The tasks.
- a) List every bracketed source citation that appears in the Keoland history excerpt, in order.
- b) Echo the portion of the Keoland history excerpt between "The king’s son" and "in manifest destiny.", inclusive.

---------- Selected excerpt

After abolishing slavery in these new territories [Tavish I] ordered built the fortress city of Westkeep […] in order to shield the central lands from incursions from the swamp and facilitate widespread settlement of the south. [LGJ #1 – 18]

mid 4th century CY
The Buccaneers of the Azure Sea
But try as he might, Tavish could not purge the Azure and the Jeklea seas of piracy, nor the Hools of brigands. His demesnes had far too may unmapped woods, unexplored wetlands, and too many hidden coves for him to uproot them all, to say nothing of those foul beasts that were a mockery of the bright races that allied with them.
In the mid-fourth century CY, as Keoland made war in the north, the buccaneers of the Azure Sea and Jeklea Bay grew courageous, correctly assuming that the king's wartime ambition would leave much of his southern holdings for the taking. Operating from hidden island and mainland bases, these pirates harried the coastline as far as the Sea of Gearnat, from Monmurg to Gradsul, from Blue to Scant. [ LGG – 101]
Alas, he failed; but he had left Keoland a far more modern and profitable nation than he had found it.

346 – 395 CY
Tavish II of House Rhola (The Blackguard) [LGJ #1 – 14]
Following the death of Tavish the Great in 346 CY, the throne was taken by his eldest son, Tavish II (called The Blackguard), a move that was grudgingly approved by the Council of Niole Dra. [LGG – 65]

The king’s son and successor, Tavish II […] further marginaliz[ed] the role of the Silent Ones by abolishing the advisory post traditionally held by Wyrd the Tower and appointing his own court wizard. A thirty year underground conflict broke out between both magical guilds which only ended with the death of Tavish II in 395 CY. [LGJ #4 – 13]

The Suel and the Celestial Houses of the Great Kingdom were not the only ones to believe in manifest destiny.

--------------------
---------- Data records

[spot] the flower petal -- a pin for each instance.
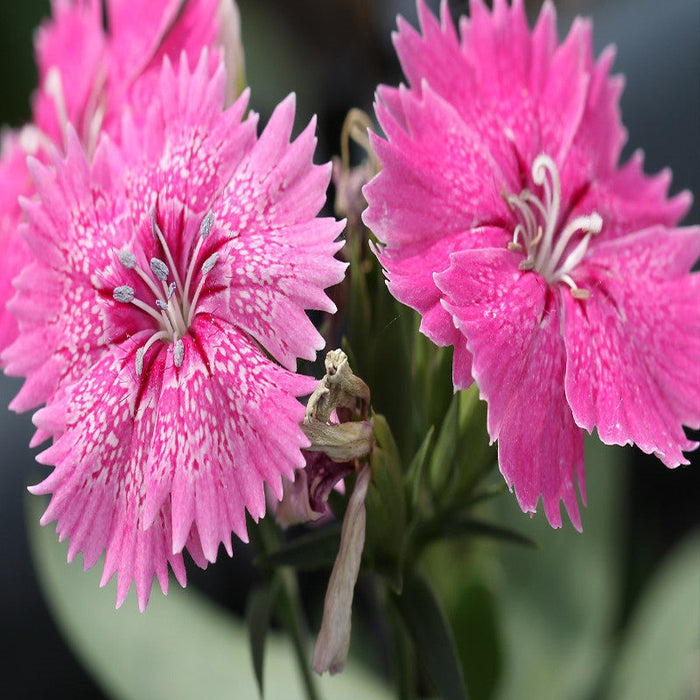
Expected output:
(213, 447)
(511, 323)
(633, 347)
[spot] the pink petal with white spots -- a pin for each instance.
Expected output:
(437, 176)
(58, 303)
(214, 448)
(98, 482)
(633, 347)
(70, 50)
(14, 252)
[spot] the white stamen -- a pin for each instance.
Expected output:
(123, 294)
(143, 350)
(204, 231)
(158, 235)
(128, 259)
(179, 352)
(206, 269)
(209, 263)
(176, 309)
(54, 88)
(206, 225)
(160, 269)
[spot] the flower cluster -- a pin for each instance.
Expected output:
(560, 278)
(92, 69)
(170, 261)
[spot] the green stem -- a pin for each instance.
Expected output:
(289, 609)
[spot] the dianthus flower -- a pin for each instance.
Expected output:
(159, 265)
(88, 76)
(557, 275)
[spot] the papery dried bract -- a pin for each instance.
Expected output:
(158, 265)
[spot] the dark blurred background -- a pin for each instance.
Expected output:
(333, 53)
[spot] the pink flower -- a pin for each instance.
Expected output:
(558, 276)
(88, 77)
(158, 267)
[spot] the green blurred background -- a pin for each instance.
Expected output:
(607, 614)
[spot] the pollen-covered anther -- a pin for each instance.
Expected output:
(179, 352)
(160, 269)
(128, 259)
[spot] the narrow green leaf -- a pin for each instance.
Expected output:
(482, 528)
(386, 508)
(314, 550)
(659, 654)
(432, 637)
(415, 473)
(183, 646)
(473, 618)
(258, 616)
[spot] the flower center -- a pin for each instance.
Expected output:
(550, 252)
(173, 307)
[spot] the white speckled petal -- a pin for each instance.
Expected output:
(98, 483)
(227, 423)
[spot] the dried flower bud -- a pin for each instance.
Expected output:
(339, 390)
(343, 442)
(333, 640)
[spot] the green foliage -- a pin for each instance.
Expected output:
(261, 602)
(182, 647)
(658, 656)
(385, 542)
(432, 637)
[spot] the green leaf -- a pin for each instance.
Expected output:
(659, 654)
(259, 608)
(442, 461)
(182, 647)
(483, 528)
(558, 603)
(432, 637)
(314, 550)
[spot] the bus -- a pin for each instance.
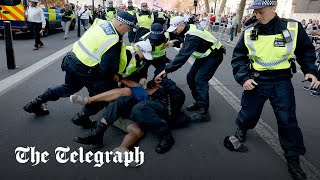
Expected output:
(15, 11)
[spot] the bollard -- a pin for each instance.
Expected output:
(9, 48)
(79, 26)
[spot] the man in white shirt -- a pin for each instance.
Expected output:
(84, 16)
(36, 21)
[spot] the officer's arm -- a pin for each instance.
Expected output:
(189, 46)
(109, 64)
(239, 62)
(305, 53)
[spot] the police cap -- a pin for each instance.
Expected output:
(259, 4)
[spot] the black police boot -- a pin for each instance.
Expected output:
(37, 107)
(95, 136)
(165, 144)
(192, 107)
(82, 119)
(295, 169)
(201, 116)
(241, 135)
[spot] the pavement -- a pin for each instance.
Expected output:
(198, 152)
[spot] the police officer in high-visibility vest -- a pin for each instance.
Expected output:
(130, 9)
(263, 64)
(92, 63)
(134, 55)
(159, 41)
(111, 11)
(145, 18)
(161, 17)
(208, 52)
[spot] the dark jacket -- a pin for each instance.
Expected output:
(305, 53)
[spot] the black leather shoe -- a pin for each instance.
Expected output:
(192, 107)
(201, 116)
(37, 107)
(81, 119)
(95, 136)
(295, 169)
(165, 144)
(241, 135)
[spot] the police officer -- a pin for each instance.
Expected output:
(130, 9)
(208, 52)
(144, 18)
(111, 11)
(262, 63)
(159, 41)
(92, 63)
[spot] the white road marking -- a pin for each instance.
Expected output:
(15, 79)
(262, 128)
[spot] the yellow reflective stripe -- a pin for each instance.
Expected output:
(109, 42)
(52, 14)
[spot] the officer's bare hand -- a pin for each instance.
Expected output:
(159, 77)
(314, 81)
(143, 81)
(249, 84)
(168, 44)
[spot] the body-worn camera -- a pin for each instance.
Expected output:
(254, 34)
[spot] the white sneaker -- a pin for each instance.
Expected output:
(76, 99)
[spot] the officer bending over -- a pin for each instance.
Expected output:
(207, 51)
(262, 63)
(151, 109)
(92, 63)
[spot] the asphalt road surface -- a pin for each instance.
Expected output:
(198, 152)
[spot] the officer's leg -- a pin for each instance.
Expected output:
(205, 73)
(291, 139)
(119, 108)
(252, 103)
(94, 86)
(72, 85)
(192, 84)
(151, 116)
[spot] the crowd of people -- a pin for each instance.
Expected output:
(100, 61)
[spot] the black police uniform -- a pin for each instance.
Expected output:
(97, 79)
(275, 86)
(150, 113)
(201, 71)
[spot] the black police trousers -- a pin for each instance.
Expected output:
(198, 77)
(78, 76)
(151, 116)
(281, 96)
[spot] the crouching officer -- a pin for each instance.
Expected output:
(208, 52)
(92, 63)
(262, 63)
(159, 40)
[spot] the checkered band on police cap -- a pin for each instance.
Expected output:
(125, 17)
(264, 3)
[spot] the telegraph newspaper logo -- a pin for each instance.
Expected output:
(63, 155)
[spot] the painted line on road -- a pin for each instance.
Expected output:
(262, 128)
(15, 79)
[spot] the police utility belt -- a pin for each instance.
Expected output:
(277, 43)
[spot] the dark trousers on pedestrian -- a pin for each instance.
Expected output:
(119, 108)
(35, 28)
(281, 96)
(232, 32)
(151, 116)
(78, 76)
(199, 75)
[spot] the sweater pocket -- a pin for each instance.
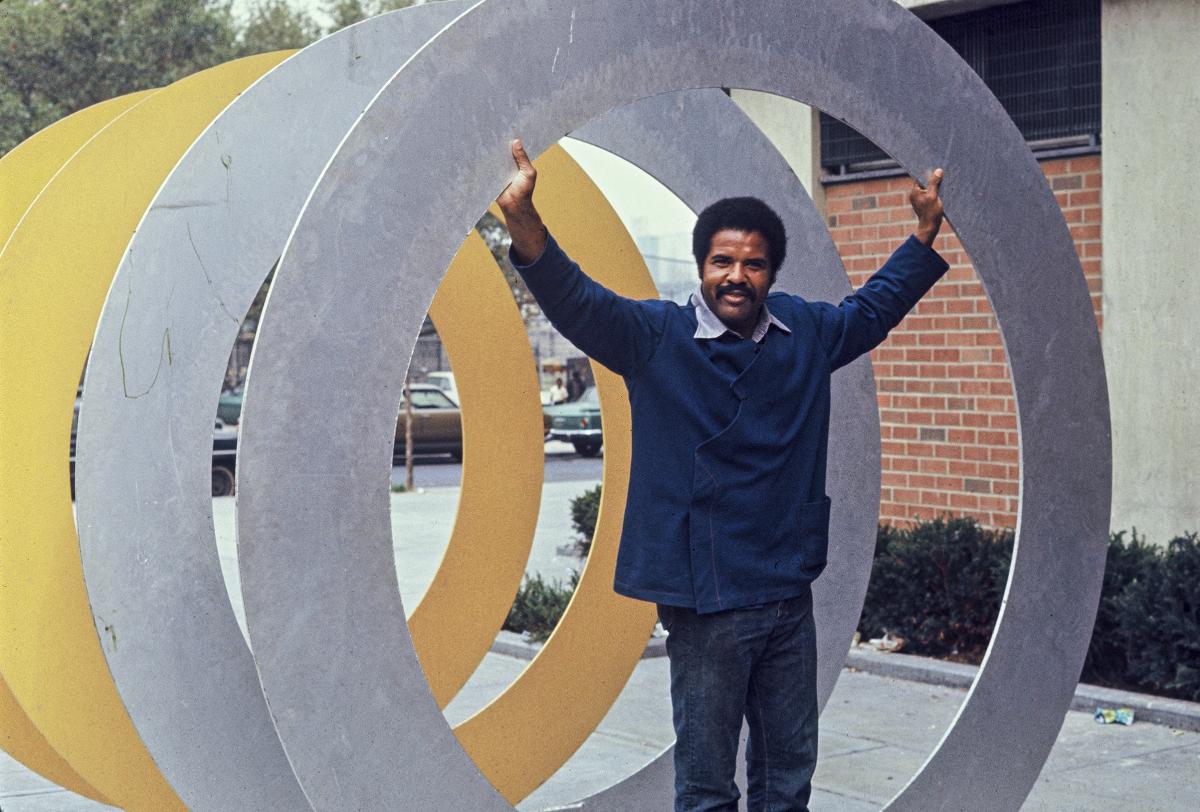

--------------------

Responses per task.
- a)
[LGJ #1 – 18]
[ LGG – 101]
[LGJ #1 – 14]
[LGG – 65]
[LGJ #4 – 13]

- b)
The king’s son and successor, Tavish II […] further marginaliz[ed] the role of the Silent Ones by abolishing the advisory post traditionally held by Wyrd the Tower and appointing his own court wizard. A thirty year underground conflict broke out between both magical guilds which only ended with the death of Tavish II in 395 CY. [LGJ #4 – 13]

The Suel and the Celestial Houses of the Great Kingdom were not the only ones to believe in manifest destiny.